**Requirements:** Pull out every line of the material below that contains the word "calm", matching case exactly.

**Working data:**
— Start —

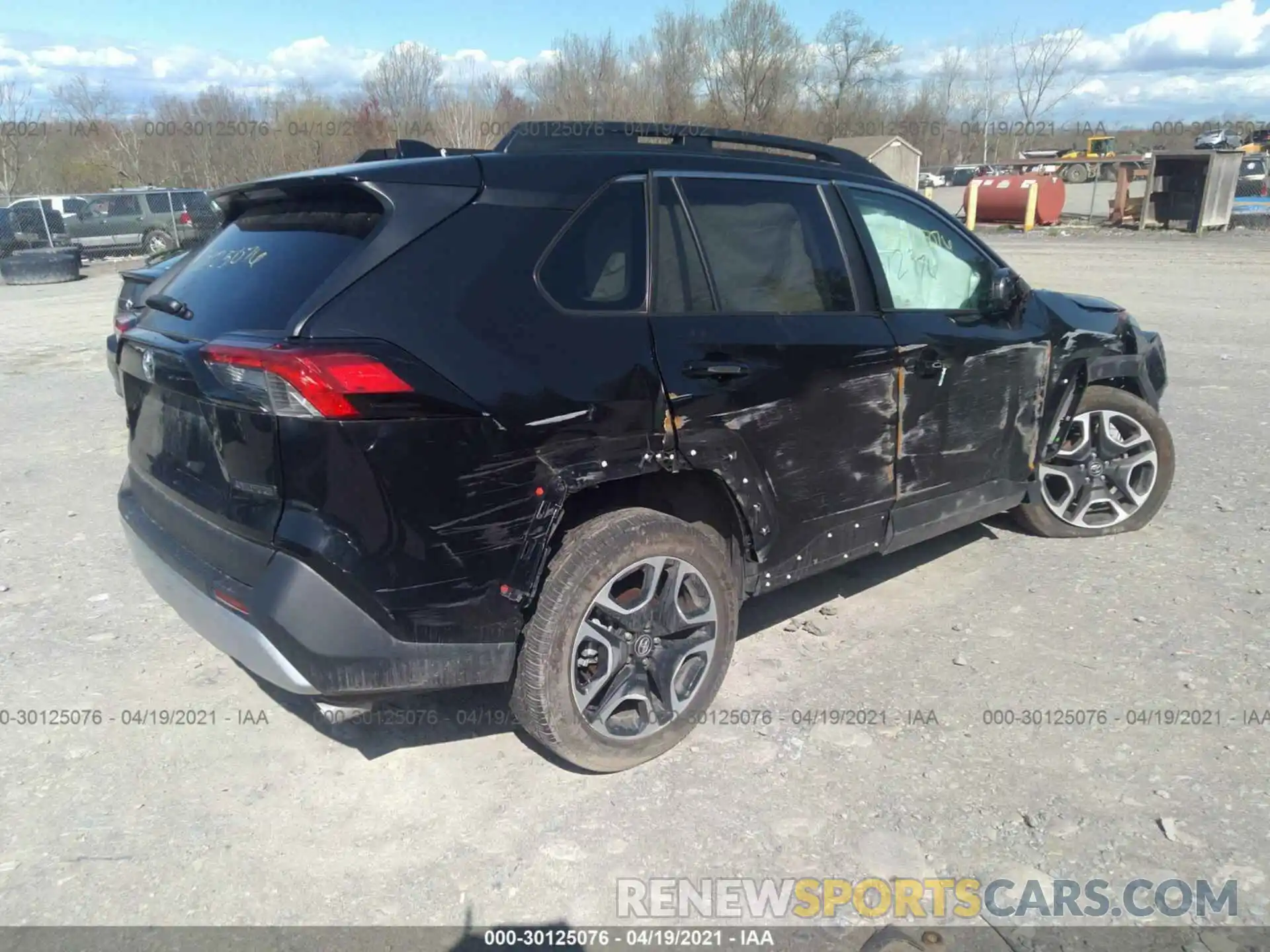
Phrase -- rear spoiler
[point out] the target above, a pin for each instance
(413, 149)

— End —
— Start —

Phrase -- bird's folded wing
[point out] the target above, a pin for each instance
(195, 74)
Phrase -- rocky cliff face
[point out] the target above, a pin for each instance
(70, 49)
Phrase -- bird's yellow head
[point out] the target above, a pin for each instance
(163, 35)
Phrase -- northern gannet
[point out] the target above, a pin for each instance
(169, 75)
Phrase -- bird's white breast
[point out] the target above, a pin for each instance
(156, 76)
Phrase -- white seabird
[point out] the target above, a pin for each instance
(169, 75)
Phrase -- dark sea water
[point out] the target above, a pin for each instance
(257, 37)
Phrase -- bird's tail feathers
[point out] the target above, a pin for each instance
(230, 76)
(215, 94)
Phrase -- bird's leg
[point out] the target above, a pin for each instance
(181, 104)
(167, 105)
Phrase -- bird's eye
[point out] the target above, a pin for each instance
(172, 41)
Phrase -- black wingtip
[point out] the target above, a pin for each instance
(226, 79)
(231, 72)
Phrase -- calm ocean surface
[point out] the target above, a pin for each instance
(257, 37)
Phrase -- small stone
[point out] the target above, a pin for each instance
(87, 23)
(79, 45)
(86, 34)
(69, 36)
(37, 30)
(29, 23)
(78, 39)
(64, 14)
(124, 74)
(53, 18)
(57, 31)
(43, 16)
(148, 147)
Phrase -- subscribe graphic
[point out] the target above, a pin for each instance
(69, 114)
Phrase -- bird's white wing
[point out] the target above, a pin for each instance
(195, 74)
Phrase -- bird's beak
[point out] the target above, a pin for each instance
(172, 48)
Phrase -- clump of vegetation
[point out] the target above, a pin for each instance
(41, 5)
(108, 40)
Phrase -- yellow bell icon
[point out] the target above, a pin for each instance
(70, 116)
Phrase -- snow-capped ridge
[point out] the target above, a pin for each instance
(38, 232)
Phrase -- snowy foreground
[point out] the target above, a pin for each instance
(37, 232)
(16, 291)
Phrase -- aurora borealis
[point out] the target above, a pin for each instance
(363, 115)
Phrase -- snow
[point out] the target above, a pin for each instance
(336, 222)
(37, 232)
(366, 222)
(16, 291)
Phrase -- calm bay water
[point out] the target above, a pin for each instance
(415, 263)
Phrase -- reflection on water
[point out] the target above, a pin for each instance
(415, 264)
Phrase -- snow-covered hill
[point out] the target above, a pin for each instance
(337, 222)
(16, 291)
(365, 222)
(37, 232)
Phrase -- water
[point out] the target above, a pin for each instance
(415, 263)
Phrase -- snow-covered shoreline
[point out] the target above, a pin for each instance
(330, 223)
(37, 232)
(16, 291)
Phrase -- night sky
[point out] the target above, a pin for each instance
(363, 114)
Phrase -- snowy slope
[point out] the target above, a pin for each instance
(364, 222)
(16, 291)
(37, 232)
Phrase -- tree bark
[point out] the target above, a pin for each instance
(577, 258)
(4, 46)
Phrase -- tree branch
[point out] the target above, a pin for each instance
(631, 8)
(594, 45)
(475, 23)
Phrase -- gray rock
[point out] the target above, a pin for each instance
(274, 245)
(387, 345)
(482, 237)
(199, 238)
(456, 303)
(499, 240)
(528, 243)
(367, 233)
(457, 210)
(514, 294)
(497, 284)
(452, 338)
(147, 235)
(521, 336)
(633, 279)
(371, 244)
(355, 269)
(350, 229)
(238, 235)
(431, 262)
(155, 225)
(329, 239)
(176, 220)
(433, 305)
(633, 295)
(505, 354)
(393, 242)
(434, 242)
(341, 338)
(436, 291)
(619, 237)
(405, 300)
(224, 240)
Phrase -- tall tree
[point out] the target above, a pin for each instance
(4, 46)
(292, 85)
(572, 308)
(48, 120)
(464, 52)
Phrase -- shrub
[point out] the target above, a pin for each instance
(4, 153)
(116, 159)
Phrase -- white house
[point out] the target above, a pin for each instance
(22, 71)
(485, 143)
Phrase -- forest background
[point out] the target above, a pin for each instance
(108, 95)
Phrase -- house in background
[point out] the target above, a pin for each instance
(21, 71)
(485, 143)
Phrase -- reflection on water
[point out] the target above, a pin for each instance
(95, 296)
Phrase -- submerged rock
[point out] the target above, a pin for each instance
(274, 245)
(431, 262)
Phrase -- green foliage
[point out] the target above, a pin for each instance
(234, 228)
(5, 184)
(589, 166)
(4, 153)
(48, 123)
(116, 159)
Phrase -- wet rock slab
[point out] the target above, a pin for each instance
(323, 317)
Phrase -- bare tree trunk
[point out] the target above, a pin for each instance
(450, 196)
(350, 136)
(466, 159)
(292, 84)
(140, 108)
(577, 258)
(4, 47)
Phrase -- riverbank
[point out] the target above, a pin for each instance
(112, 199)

— End —
— Start —

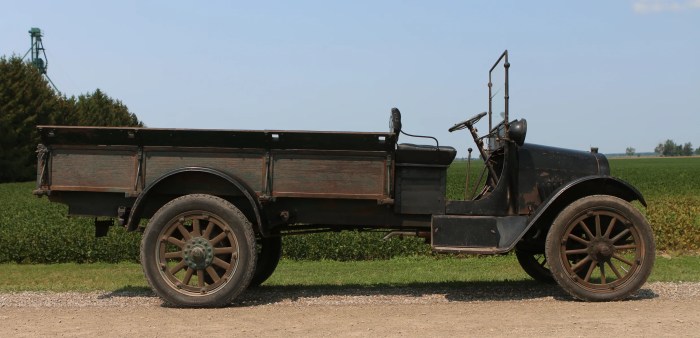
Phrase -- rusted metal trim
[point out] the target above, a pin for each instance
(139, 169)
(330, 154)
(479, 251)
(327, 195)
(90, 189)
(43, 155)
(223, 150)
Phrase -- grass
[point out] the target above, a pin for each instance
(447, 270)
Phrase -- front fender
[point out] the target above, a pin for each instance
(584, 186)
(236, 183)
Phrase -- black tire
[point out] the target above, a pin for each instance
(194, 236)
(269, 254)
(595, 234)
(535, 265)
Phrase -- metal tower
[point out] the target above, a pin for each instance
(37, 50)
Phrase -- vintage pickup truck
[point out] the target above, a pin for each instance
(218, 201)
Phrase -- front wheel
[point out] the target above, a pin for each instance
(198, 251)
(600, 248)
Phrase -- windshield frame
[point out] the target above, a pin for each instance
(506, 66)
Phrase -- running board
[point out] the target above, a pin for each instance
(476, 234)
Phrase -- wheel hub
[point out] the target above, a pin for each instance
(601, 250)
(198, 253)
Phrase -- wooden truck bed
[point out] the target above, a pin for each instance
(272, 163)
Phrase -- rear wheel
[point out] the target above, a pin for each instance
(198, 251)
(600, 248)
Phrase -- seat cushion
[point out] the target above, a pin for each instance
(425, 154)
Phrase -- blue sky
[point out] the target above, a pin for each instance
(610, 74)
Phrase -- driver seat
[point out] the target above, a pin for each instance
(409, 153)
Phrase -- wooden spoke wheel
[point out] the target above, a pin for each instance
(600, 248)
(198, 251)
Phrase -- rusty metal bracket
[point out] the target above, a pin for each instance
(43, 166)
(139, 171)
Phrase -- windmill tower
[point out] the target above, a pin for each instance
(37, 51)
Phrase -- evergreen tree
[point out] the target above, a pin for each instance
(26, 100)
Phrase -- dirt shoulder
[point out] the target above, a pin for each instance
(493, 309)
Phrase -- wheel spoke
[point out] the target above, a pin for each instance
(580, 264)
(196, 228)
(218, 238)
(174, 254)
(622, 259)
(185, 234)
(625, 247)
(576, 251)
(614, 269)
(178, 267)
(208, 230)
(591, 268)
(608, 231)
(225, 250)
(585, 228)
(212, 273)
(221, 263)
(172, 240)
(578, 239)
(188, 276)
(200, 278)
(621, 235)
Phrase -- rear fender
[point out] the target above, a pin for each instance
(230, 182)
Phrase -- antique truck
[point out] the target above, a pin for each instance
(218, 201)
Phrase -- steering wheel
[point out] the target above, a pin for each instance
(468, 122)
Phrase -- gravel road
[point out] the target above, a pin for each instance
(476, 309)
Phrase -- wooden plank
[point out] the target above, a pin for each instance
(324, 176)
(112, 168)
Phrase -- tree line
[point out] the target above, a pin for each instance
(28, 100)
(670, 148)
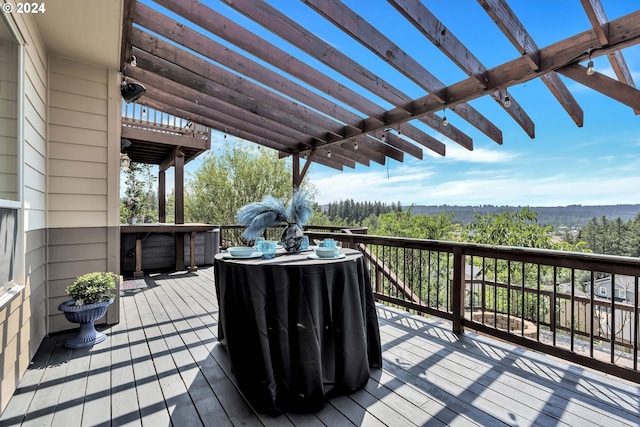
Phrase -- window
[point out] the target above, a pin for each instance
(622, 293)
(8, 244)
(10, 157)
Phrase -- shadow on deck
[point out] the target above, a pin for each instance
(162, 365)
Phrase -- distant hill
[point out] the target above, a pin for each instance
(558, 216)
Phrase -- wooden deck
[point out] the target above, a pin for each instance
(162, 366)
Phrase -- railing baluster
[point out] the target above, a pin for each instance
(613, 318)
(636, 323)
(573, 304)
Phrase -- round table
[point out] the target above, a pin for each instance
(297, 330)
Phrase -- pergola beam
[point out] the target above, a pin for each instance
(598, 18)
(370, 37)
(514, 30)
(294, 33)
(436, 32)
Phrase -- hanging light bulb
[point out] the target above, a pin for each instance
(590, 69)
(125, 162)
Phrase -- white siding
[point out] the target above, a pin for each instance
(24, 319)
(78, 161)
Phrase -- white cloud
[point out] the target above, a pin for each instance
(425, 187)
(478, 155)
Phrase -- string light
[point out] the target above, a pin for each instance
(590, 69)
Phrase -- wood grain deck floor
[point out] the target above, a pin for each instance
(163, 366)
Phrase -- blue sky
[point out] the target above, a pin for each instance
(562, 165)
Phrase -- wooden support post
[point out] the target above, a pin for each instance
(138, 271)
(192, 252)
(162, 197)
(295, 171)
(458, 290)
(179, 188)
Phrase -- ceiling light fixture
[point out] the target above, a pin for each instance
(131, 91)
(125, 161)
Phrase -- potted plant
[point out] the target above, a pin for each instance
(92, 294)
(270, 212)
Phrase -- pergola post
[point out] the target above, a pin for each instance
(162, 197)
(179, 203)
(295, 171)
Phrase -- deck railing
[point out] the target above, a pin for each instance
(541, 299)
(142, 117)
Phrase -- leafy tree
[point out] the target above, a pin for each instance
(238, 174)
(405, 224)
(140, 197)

— End —

**Complete answer:**
Phrase -- calm ocean surface
Phrase -- calm bay water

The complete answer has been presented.